Object pointing dataset rows:

-- Start --

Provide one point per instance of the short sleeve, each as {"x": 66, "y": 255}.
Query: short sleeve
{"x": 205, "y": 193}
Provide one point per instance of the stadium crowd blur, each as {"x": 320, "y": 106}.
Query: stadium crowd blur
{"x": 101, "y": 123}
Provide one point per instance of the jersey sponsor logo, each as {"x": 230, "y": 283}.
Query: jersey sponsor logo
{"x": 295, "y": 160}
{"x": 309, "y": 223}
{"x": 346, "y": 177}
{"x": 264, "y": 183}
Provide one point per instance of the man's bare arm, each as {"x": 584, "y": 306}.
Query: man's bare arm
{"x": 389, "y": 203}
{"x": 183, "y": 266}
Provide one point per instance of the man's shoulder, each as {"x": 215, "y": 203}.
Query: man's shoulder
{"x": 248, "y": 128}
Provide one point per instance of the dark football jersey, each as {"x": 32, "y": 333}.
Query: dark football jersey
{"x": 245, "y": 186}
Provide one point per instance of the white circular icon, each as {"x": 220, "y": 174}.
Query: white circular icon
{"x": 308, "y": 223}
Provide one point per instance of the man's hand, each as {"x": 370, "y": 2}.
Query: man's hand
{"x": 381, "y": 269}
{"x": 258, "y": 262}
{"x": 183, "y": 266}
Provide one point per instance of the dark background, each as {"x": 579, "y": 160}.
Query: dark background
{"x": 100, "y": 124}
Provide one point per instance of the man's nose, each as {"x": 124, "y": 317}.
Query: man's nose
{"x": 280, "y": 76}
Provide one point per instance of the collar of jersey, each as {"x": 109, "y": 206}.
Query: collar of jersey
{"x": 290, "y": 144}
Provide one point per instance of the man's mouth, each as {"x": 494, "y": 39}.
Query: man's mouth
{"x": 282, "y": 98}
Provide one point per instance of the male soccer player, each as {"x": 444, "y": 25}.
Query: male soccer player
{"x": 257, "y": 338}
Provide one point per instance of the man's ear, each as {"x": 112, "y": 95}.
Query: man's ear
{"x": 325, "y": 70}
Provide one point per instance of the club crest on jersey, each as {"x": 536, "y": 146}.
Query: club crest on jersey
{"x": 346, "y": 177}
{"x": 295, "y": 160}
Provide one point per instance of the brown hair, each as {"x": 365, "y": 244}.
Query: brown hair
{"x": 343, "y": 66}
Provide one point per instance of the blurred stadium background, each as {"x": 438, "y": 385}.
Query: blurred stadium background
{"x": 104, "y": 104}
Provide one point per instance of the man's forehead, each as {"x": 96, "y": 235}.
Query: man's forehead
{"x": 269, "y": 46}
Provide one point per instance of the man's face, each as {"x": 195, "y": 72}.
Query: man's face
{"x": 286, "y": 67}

-- End --

_SHORT TASK:_
Return all of the data precisely as it appears.

_THE RESULT:_
Provide one point per instance of the short sleeve, each as {"x": 66, "y": 255}.
Query: short sleeve
{"x": 205, "y": 193}
Provide one point per instance of the stadium crowd blur, each as {"x": 320, "y": 106}.
Query: stadium crowd blur
{"x": 101, "y": 123}
Provide one point per instance of the jersey sponsor logo, each as {"x": 230, "y": 283}.
Query: jersey sponsor logo
{"x": 295, "y": 160}
{"x": 309, "y": 223}
{"x": 346, "y": 177}
{"x": 264, "y": 183}
Provide one point per instance of the man's bare arm, each as {"x": 584, "y": 306}.
Query: man's bare arm
{"x": 389, "y": 203}
{"x": 183, "y": 266}
Provide one point per instance of the man's shoulder, each as {"x": 215, "y": 203}.
Query: man's shoulder
{"x": 248, "y": 128}
Provide one point per instance of the dark football jersey, each as {"x": 32, "y": 333}.
Query: dark football jersey
{"x": 245, "y": 186}
Provide one point per instance of the white circular icon, each as {"x": 220, "y": 174}.
Query: white circular icon
{"x": 308, "y": 223}
Provide one point per instance of the man's hand, each as {"x": 370, "y": 2}.
Query: man's hand
{"x": 381, "y": 269}
{"x": 258, "y": 262}
{"x": 183, "y": 266}
Provide one point per instance of the dark background, each as {"x": 579, "y": 160}.
Query: dark background
{"x": 100, "y": 124}
Provide one point per instance of the man's nose, each as {"x": 124, "y": 317}.
Query: man's nose
{"x": 280, "y": 76}
Provide one point per instance of the collar of jersey, each as {"x": 109, "y": 206}.
Query: collar of jersey
{"x": 290, "y": 144}
Provide one point per instance of the man's mouth, each as {"x": 494, "y": 39}.
Query: man's mouth
{"x": 282, "y": 98}
Provide one point per instance of the male soccer player, each as {"x": 444, "y": 25}.
Query: male soccer player
{"x": 257, "y": 338}
Provide one point per instance of the man's ear, each as {"x": 112, "y": 95}.
Query: man's ear
{"x": 325, "y": 70}
Provide one point per instance of the club crest on jersey, each as {"x": 536, "y": 146}.
Query: club crest on jersey
{"x": 346, "y": 177}
{"x": 295, "y": 160}
Provide one point per instance of the brown hair, each as {"x": 365, "y": 244}.
Query: brown hair
{"x": 343, "y": 66}
Provide one point per instance of the blurred stadium background, each as {"x": 438, "y": 385}.
Query: blurred stadium background
{"x": 104, "y": 104}
Provide one point per instance of the man's forehead, each as {"x": 96, "y": 235}.
Query: man's forehead
{"x": 269, "y": 46}
Provide one point per instance of the man's face, each as {"x": 195, "y": 72}.
Query: man's face
{"x": 286, "y": 67}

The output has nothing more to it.